Task description
Please retype the items below without any changes, from the line containing "where the yellow" to the end of the items.

Extracted records start

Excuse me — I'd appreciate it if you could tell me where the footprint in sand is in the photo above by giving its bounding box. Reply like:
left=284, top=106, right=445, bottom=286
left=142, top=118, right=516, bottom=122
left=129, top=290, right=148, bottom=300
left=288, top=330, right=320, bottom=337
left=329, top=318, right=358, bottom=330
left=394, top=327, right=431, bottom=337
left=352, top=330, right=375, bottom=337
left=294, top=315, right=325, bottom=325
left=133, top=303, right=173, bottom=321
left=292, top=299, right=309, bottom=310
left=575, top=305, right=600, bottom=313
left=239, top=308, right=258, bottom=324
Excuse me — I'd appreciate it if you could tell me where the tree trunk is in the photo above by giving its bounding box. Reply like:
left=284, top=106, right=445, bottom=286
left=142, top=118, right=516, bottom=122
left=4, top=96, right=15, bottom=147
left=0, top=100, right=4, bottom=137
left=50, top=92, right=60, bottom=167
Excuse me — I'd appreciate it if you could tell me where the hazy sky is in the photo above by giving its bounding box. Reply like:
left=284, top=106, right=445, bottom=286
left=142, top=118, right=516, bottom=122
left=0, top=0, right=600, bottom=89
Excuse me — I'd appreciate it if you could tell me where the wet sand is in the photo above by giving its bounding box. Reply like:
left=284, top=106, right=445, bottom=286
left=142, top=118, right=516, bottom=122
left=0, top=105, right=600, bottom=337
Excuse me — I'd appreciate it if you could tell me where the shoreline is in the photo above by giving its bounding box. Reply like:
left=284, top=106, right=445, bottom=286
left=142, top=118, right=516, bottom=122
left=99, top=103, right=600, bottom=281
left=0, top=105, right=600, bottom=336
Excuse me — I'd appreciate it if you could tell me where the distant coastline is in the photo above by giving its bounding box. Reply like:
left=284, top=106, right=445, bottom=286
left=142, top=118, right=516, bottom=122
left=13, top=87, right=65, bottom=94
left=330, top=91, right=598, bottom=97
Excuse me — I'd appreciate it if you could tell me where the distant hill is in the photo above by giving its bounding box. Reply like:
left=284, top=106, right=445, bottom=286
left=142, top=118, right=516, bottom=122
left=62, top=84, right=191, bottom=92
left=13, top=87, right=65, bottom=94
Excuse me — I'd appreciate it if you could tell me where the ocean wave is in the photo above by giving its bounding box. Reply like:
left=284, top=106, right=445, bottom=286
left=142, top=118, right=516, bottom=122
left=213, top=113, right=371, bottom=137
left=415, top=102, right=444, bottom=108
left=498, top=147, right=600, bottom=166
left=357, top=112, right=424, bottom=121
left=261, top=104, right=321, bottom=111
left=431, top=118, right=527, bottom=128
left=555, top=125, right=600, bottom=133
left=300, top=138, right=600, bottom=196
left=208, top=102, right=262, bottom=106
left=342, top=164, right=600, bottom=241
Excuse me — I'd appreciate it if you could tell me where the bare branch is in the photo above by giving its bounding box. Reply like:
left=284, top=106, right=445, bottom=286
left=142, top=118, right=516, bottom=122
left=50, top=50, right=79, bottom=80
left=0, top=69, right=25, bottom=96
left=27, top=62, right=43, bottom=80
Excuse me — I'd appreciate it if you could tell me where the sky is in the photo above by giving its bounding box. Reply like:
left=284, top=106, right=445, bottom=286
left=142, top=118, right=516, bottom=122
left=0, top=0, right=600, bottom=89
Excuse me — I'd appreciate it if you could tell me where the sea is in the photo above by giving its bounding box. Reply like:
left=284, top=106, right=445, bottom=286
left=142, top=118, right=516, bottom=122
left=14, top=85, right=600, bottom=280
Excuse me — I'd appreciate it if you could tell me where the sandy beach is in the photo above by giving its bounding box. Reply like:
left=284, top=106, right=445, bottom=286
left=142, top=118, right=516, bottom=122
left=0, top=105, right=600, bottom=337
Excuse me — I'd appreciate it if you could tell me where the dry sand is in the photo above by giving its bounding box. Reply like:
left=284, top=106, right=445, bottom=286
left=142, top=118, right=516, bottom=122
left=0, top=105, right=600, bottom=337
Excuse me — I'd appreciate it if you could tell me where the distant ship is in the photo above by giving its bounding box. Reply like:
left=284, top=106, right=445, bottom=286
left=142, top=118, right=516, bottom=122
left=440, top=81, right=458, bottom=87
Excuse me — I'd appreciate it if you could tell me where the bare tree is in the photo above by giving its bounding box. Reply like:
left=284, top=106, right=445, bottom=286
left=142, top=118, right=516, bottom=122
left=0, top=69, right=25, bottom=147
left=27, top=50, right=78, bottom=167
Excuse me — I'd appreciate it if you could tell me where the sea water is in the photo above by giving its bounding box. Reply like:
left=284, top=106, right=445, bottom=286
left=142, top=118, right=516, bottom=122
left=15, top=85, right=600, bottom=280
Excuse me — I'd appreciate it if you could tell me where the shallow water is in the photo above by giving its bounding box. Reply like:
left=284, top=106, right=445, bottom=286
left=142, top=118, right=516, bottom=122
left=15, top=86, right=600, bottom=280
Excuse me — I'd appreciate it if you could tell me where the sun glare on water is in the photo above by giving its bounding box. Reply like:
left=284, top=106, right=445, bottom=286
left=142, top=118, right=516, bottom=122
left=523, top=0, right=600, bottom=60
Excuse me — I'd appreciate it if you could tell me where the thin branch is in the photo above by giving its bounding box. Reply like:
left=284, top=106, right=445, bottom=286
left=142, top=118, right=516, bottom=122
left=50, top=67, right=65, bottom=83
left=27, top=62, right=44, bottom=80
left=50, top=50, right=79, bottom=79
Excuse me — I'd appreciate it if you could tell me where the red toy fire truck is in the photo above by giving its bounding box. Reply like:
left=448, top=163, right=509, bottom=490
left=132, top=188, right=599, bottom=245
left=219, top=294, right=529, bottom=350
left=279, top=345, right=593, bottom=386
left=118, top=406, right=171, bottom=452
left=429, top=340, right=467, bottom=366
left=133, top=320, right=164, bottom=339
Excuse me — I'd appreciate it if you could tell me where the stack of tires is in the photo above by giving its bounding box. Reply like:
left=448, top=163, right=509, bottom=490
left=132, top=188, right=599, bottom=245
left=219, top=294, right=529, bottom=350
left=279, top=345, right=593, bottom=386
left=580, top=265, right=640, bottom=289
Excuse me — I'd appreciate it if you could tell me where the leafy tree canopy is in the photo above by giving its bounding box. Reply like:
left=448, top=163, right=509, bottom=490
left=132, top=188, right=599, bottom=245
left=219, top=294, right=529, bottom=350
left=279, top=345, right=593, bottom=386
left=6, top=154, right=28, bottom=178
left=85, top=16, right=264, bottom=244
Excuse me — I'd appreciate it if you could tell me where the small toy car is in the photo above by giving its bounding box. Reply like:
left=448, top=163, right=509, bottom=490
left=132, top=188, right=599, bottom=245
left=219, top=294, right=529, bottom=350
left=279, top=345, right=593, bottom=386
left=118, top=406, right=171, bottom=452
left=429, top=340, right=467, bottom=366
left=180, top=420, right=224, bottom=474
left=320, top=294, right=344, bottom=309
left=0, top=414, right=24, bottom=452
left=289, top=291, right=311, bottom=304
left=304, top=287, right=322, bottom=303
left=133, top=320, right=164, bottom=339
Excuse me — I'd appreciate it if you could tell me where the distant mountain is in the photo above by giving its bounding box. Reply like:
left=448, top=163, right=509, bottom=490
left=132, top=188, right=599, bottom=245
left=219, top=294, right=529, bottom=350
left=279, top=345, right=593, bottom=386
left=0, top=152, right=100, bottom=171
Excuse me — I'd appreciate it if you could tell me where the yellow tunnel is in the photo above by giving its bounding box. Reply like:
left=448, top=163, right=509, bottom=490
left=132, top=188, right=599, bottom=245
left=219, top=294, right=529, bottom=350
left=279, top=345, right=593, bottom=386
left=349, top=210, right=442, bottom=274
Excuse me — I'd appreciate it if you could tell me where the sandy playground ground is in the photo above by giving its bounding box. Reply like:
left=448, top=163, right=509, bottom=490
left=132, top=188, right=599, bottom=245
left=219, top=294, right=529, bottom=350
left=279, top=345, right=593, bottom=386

Extracted records end

Answer to the task
Excuse me — I'd appreciate it if you could tell me where the yellow tunnel is in the photo above by giving its bounding box. Reply like:
left=448, top=163, right=509, bottom=490
left=132, top=188, right=599, bottom=245
left=219, top=294, right=529, bottom=350
left=279, top=345, right=593, bottom=386
left=349, top=210, right=442, bottom=274
Excuse me — I'd appreciate it if you could tell me where the sandy playground ground is in the photo above by giving its bounding box. Reply like:
left=448, top=163, right=509, bottom=490
left=132, top=188, right=599, bottom=245
left=219, top=294, right=529, bottom=350
left=279, top=345, right=593, bottom=386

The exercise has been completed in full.